__Study text__:
┄┄┄┄┄┄┄┄┄┄┄┄┄┄┄┄┄┄┄┄
This is the only medical testimony, which we have. Marvin Kerr testified that, when he got home, he called his family doctor, and that, after seeing him, he wore a harness to support his back and ribs.

*222There is nothing in the record as to the ■ length of time that he was away from his employment, other than the testimony that he employed Shirley Cauble for eight weeks to assist him in his tavern, for which he paid $200.00.

It is, therefore, the opinion of this Court that Motors Insurance Corporation should recover of and from respondent the sum of $527.50, and that Marvin Kerr be awarded the sum of $1,100.00.

Supplemental Opinion

This cause now comes on before the Court on a petition for rehearing, which was filed on February 24, 1960.

The petition requests a rehearing on the claim of Marvin Kerr, and pertains only to the extent of the award- given to Marvin Kerr by this Court.

The Court, in arriving at the amount of the award, took into consideration the nature and extent of Marvin Kerr’s injuries based upon the only medical testimony that was offered, and upon the testimony of claimant as to his injuries, and giving to it the probative consideration, which we believed it was entitled to.

From the medical testimony, there is no question of permanency. The actual medical bills were very small. The only other testimony we had was that of Marvin Kerr himself, and, based upon all of this testimony, we considered that the award entered was adequate.
┄┄┄┄┄┄┄┄┄┄┄┄┄┄┄┄┄┄┄┄
__Work instructions__:
[A] Answer these questions about the court opinion:
(i) For how many weeks did Marvin Kerr employ Shirley Cauble to help in his tavern?
(ii) On what date was the petition for rehearing filed?
(iii) What sum should Motors Insurance Corporation recover from respondent?
[B] Reproduce the passage of the court opinion starting with "The petition requests" and going on through "was entitled to.".

__Records provided__:
┄┄┄┄┄┄┄┄┄┄┄┄┄┄┄┄┄┄┄┄
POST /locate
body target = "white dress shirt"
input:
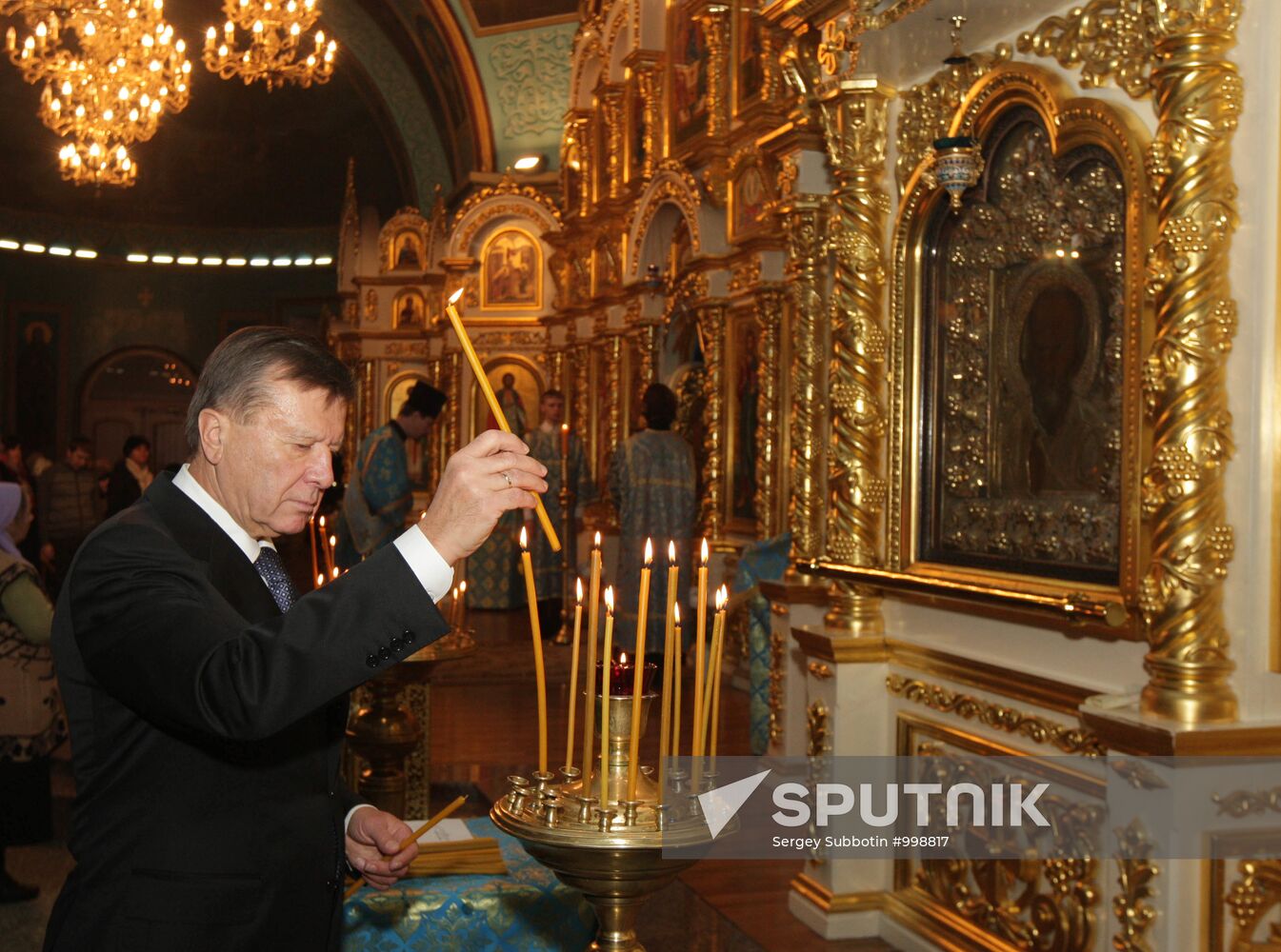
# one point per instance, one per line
(433, 573)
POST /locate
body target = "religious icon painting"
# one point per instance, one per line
(511, 269)
(688, 77)
(409, 309)
(518, 386)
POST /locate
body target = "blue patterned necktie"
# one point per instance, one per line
(271, 570)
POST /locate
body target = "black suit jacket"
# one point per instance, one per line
(207, 730)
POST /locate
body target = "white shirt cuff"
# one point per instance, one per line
(426, 563)
(351, 812)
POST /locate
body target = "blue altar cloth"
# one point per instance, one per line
(528, 908)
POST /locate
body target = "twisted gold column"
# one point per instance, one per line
(856, 122)
(711, 319)
(771, 309)
(1198, 99)
(805, 222)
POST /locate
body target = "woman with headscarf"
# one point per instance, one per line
(30, 715)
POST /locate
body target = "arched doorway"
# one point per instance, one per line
(137, 389)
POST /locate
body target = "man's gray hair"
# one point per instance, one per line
(237, 378)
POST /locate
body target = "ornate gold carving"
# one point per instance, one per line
(768, 428)
(854, 119)
(778, 655)
(711, 323)
(508, 185)
(1244, 803)
(1196, 92)
(997, 717)
(1022, 903)
(647, 86)
(805, 223)
(506, 209)
(819, 744)
(715, 21)
(1131, 903)
(927, 110)
(1253, 899)
(745, 274)
(676, 186)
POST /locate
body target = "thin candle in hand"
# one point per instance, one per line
(539, 674)
(605, 697)
(642, 625)
(572, 679)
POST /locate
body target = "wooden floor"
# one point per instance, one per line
(483, 733)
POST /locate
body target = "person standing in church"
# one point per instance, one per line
(550, 446)
(68, 503)
(652, 485)
(130, 477)
(378, 499)
(208, 699)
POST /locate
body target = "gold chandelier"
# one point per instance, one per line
(274, 39)
(126, 72)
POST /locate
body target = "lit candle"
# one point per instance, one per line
(494, 407)
(311, 536)
(605, 697)
(719, 654)
(593, 610)
(675, 697)
(572, 677)
(642, 618)
(711, 688)
(669, 621)
(701, 614)
(539, 674)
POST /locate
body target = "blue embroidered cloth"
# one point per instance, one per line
(528, 908)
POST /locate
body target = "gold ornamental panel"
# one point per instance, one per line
(1018, 332)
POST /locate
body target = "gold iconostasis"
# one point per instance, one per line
(994, 423)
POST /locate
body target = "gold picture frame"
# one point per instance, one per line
(923, 544)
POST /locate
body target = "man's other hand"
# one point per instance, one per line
(373, 841)
(481, 482)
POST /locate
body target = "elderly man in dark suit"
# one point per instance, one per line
(207, 701)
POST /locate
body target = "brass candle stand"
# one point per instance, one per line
(615, 858)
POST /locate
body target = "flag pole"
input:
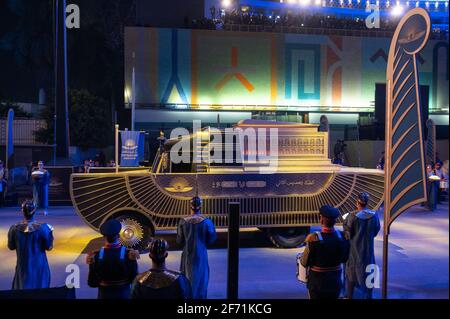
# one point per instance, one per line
(387, 189)
(117, 147)
(133, 94)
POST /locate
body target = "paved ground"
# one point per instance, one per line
(419, 257)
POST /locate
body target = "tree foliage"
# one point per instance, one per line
(89, 121)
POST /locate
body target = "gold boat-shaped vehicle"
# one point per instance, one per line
(281, 195)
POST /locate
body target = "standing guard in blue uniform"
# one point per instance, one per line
(324, 253)
(160, 282)
(41, 180)
(362, 226)
(195, 233)
(114, 267)
(31, 240)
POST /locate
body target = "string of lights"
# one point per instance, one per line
(437, 5)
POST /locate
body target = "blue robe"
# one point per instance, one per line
(363, 227)
(30, 241)
(40, 189)
(194, 233)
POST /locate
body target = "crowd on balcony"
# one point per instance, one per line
(275, 22)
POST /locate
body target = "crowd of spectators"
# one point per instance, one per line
(219, 21)
(98, 161)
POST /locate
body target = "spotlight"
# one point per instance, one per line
(226, 3)
(397, 10)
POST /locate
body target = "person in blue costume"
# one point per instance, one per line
(432, 188)
(195, 232)
(160, 282)
(362, 226)
(41, 180)
(31, 240)
(113, 268)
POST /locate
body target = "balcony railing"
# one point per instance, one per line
(322, 31)
(23, 131)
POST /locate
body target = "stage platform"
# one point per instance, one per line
(419, 257)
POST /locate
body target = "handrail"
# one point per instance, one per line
(318, 30)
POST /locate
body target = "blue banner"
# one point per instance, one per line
(132, 150)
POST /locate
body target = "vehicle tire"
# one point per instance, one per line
(287, 237)
(136, 231)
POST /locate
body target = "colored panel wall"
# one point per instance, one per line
(223, 69)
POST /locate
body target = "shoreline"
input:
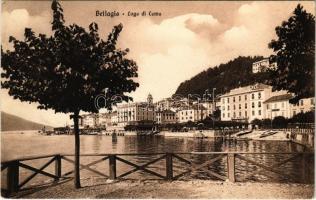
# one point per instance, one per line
(143, 189)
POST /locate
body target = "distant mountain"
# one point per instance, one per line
(237, 72)
(14, 123)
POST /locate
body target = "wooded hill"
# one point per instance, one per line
(14, 123)
(237, 72)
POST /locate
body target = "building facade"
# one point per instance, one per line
(245, 103)
(89, 121)
(166, 117)
(262, 65)
(191, 113)
(132, 113)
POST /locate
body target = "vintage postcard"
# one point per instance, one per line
(157, 99)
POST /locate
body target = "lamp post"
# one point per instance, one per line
(213, 107)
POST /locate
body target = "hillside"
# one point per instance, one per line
(237, 72)
(12, 123)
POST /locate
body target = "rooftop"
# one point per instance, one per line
(282, 97)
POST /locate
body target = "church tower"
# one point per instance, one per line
(150, 99)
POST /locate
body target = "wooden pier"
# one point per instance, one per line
(14, 184)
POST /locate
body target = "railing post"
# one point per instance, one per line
(231, 166)
(13, 176)
(304, 168)
(57, 167)
(112, 167)
(169, 166)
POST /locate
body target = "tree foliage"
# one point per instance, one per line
(237, 72)
(67, 70)
(295, 55)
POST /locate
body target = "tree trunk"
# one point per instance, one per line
(77, 150)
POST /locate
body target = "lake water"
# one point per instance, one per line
(17, 145)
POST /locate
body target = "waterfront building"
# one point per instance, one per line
(191, 113)
(304, 105)
(262, 66)
(208, 105)
(166, 117)
(133, 113)
(164, 104)
(245, 103)
(114, 118)
(89, 121)
(279, 105)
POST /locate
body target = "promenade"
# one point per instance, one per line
(143, 189)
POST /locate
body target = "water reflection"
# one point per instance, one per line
(15, 146)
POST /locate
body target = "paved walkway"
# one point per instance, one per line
(100, 188)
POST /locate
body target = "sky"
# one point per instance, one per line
(187, 38)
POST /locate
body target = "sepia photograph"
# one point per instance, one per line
(157, 99)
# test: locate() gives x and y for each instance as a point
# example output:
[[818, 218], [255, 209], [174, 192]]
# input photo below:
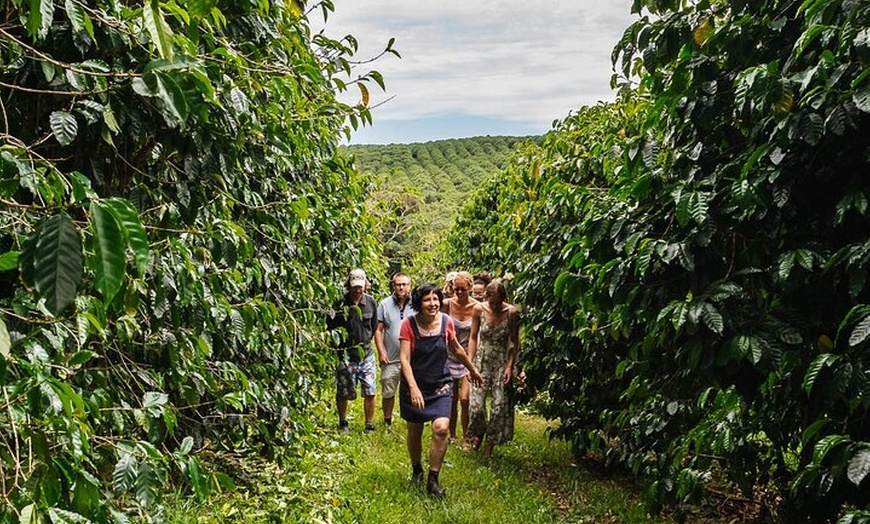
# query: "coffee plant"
[[692, 258], [175, 214]]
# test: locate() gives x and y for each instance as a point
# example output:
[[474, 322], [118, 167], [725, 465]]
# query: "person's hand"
[[476, 377], [506, 376], [417, 398]]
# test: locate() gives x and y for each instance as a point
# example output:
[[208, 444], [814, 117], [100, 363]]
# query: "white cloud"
[[512, 60]]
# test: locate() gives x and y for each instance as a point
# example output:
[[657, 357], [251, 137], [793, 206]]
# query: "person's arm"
[[475, 331], [374, 321], [379, 344], [445, 306], [408, 373], [513, 343], [459, 353]]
┄┄┄┄┄┄┄┄┄┄┄┄┄┄┄┄┄┄┄┄
__Results of the exercise__:
[A]
(i) Eight weeks
(ii) February 24, 1960
(iii) $527.50

[B]
The petition requests a rehearing on the claim of Marvin Kerr, and pertains only to the extent of the award- given to Marvin Kerr by this Court.

The Court, in arriving at the amount of the award, took into consideration the nature and extent of Marvin Kerr’s injuries based upon the only medical testimony that was offered, and upon the testimony of claimant as to his injuries, and giving to it the probative consideration, which we believed it was entitled to.